*Given records*.
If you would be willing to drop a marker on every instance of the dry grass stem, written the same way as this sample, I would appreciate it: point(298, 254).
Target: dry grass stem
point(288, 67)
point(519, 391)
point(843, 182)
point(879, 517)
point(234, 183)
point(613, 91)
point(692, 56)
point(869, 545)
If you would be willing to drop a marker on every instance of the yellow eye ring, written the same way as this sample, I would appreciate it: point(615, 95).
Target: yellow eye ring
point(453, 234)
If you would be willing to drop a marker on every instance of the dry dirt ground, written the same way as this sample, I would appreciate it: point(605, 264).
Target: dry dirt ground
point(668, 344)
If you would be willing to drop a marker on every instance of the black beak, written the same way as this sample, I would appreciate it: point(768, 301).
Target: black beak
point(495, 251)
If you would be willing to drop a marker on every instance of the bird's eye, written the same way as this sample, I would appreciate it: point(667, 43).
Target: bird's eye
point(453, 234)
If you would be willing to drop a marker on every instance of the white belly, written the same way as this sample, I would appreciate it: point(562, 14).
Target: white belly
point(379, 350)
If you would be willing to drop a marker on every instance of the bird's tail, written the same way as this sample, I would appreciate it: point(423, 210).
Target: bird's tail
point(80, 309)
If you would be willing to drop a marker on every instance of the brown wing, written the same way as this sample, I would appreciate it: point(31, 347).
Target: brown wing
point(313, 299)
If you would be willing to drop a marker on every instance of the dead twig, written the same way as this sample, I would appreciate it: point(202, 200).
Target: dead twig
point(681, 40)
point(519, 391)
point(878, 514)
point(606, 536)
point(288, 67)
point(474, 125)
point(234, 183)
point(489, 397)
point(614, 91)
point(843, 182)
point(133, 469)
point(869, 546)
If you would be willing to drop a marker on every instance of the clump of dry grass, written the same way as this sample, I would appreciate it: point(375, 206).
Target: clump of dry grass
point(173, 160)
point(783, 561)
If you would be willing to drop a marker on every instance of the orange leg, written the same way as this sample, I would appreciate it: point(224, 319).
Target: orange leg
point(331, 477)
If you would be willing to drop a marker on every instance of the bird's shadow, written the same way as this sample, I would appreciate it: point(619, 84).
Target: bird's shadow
--
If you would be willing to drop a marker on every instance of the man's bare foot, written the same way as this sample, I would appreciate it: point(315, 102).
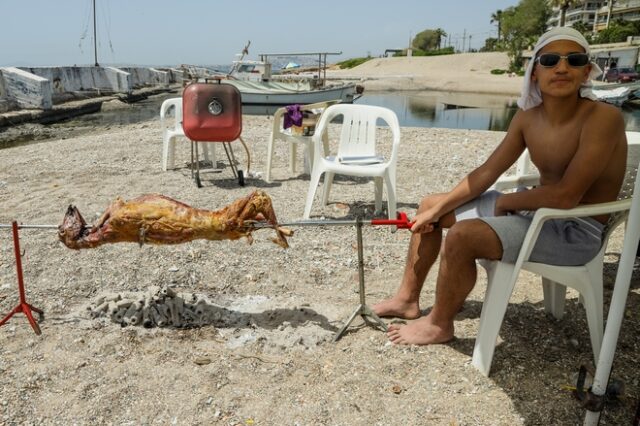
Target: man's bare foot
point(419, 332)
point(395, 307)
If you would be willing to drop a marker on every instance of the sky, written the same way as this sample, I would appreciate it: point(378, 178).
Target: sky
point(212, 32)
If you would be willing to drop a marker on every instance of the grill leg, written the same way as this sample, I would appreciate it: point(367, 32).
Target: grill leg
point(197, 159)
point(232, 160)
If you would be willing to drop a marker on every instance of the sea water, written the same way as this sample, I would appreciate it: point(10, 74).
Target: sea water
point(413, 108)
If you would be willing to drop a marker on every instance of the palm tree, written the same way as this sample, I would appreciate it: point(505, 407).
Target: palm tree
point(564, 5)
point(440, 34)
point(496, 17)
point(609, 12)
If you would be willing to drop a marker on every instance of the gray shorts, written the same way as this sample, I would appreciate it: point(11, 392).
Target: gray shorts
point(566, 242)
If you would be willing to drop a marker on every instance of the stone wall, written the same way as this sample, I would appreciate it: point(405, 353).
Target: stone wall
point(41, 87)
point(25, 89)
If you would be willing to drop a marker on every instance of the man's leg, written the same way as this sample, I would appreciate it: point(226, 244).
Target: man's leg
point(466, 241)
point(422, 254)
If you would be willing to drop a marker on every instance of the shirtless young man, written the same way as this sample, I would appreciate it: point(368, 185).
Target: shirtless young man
---
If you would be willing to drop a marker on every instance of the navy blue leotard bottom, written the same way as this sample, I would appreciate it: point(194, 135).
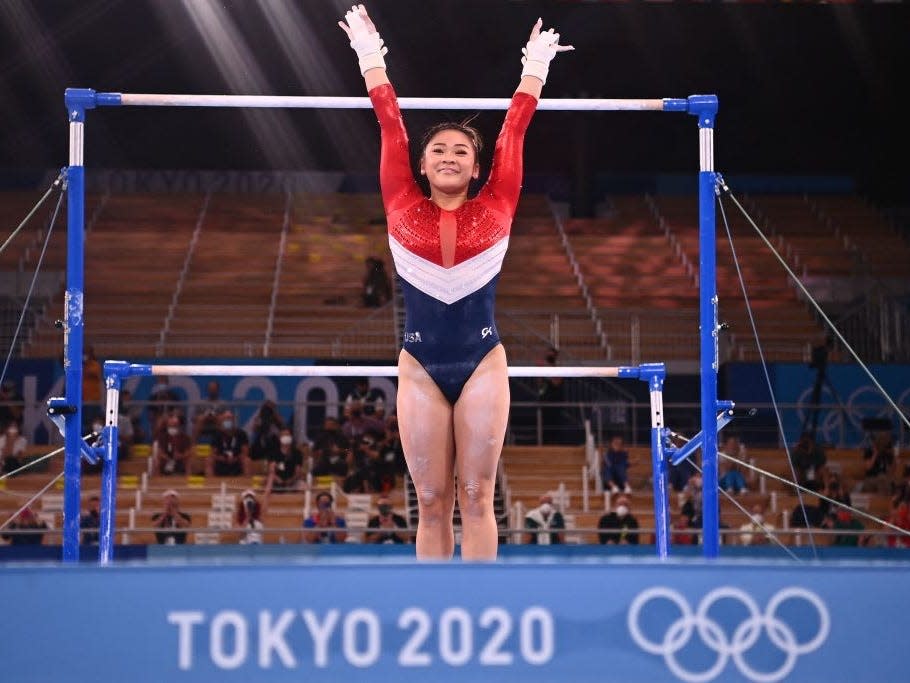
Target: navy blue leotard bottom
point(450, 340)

*Your objective*.
Return, word for word, the lines from the one containing "it: point(224, 319)." through the one containing "point(331, 477)", including both of those lines.

*Expected answer*.
If you would be willing to drop a marker on every instance of the orange leg, written the same way as this sample, I would appreciate it: point(224, 319).
Target: orange leg
point(331, 477)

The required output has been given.